■ **SUPPLIED RECORDS**
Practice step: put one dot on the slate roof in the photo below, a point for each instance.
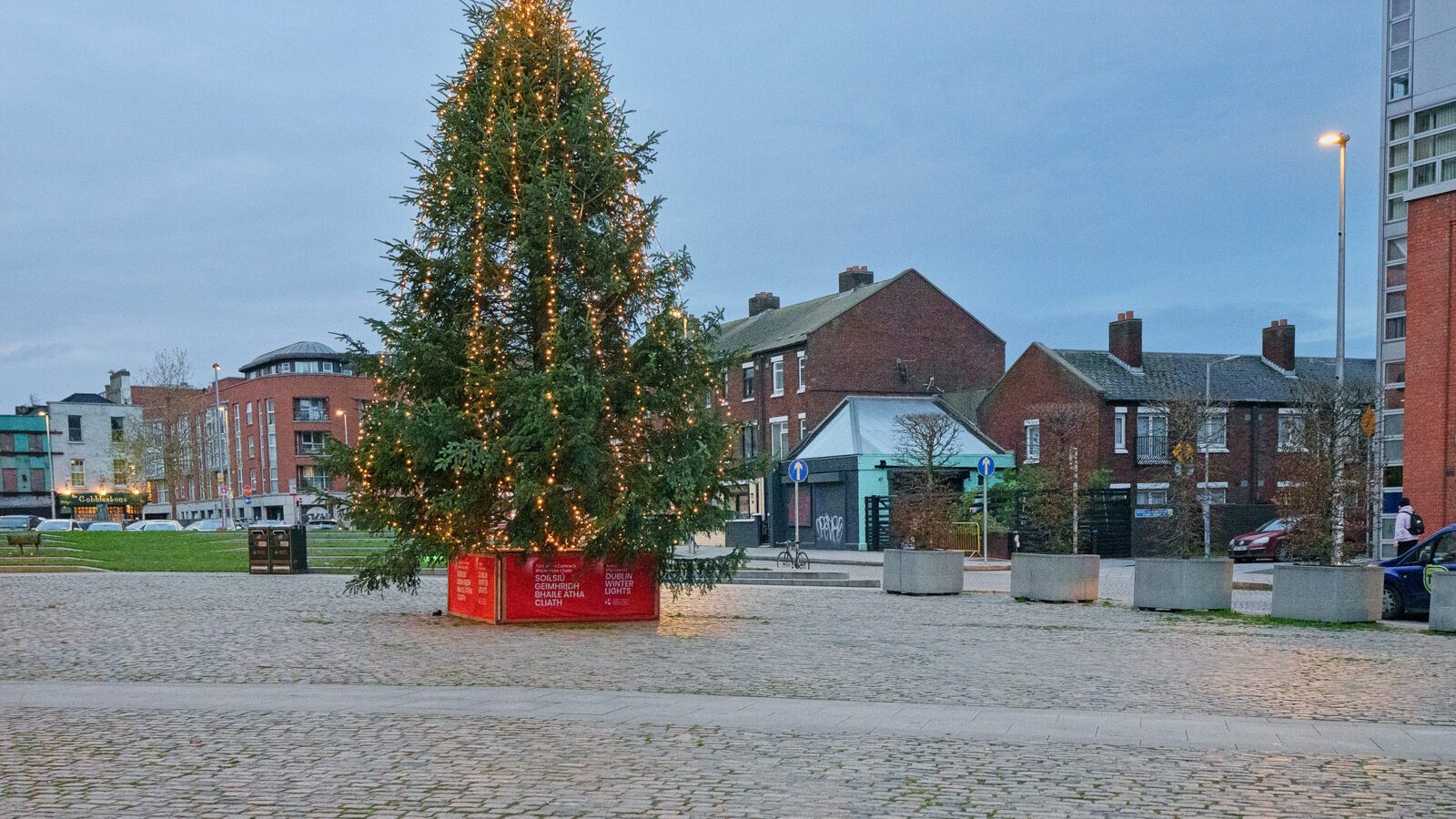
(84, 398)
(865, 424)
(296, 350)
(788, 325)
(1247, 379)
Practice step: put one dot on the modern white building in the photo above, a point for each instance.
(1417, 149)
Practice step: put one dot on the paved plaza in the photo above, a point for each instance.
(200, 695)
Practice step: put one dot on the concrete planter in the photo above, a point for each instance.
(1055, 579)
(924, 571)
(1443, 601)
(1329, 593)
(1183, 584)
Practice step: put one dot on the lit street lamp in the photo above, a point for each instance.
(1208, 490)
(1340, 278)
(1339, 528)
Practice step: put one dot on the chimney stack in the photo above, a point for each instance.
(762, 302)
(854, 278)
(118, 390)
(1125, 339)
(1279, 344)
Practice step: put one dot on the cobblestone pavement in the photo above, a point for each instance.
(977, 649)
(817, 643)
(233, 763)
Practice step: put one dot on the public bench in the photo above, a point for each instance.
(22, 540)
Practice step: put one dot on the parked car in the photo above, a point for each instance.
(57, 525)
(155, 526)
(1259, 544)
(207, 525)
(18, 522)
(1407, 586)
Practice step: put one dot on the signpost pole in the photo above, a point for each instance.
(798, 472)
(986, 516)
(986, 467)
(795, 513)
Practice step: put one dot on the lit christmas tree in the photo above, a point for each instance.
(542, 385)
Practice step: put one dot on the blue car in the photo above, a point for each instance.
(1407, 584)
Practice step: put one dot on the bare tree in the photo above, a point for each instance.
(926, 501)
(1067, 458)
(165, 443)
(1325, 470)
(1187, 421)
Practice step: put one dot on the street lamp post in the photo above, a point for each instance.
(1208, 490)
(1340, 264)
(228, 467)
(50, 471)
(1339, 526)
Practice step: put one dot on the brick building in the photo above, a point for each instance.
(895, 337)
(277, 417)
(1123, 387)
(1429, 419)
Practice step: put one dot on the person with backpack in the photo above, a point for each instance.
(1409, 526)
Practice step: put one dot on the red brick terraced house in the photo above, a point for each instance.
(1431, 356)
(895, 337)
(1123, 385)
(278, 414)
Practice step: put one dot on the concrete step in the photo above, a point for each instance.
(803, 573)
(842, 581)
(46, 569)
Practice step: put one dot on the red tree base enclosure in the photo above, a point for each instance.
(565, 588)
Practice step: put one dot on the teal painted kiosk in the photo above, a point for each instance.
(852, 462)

■ **DIRECTIONS FOR THIS TASK**
Starting at the line that contains "Practice step: put one dot on the concrete planter", retype each line through the end of the listing above and nothing else.

■ **TASK RESULT**
Practice step: put one dot on the concrete planter in the photo above, a point for each instance.
(1055, 579)
(924, 571)
(1443, 601)
(1329, 593)
(1183, 584)
Practice step: put one dot on the lit street lamp in the photo above, a point for each instance.
(1208, 490)
(1340, 278)
(1339, 528)
Practice step: put one dot on the chimney stack in the photo above, a point for each instance.
(762, 302)
(854, 278)
(118, 390)
(1125, 339)
(1279, 344)
Practice step: put one dot on the cobblestone pavement in the photo above, a point for each instance.
(977, 649)
(817, 643)
(233, 763)
Practice step: put one dot on the public bench in the photo above, a point for each instance.
(22, 540)
Practice step: put one dot on the parked car in the photo above, a point for each instance.
(57, 525)
(155, 526)
(1259, 544)
(207, 525)
(18, 522)
(1407, 586)
Practice step: put one dot on the signpost pole in the photo above, a point for each instance.
(798, 472)
(986, 516)
(986, 467)
(795, 513)
Practice step: put one dot on the lit christmas tree in the photo above, a point for each instance.
(542, 385)
Practice step: put one dot on the blue car in the photo above, a point for each instance.
(1407, 584)
Practice step: put one dot on the bare tree in the photo above, a point for each instance.
(926, 501)
(1067, 458)
(165, 443)
(1325, 470)
(1187, 421)
Practice step: put one dot on the street lamp post in the photo above, a point for each instance.
(1208, 490)
(1340, 264)
(228, 467)
(50, 471)
(1339, 526)
Practice step: put one dot on the brick building in the photo above, a point for each instance.
(895, 337)
(277, 417)
(1123, 387)
(1429, 419)
Practice step: put one dot on the person with backpack in the photo above, a point for each instance.
(1409, 526)
Practice step: put one dot on the red brick terraced house in the photo above, a point for each instance.
(1431, 356)
(895, 337)
(1123, 385)
(278, 414)
Practice step: put one dot on the concrete step in the photo above, a point for each instance.
(803, 573)
(842, 581)
(46, 569)
Practice step: put one dot on the red tree base enclosure in the photo above, a point for each instance.
(565, 588)
Practice step: put one dot on the teal painted kiosk in the photo above, a point for each instance.
(852, 462)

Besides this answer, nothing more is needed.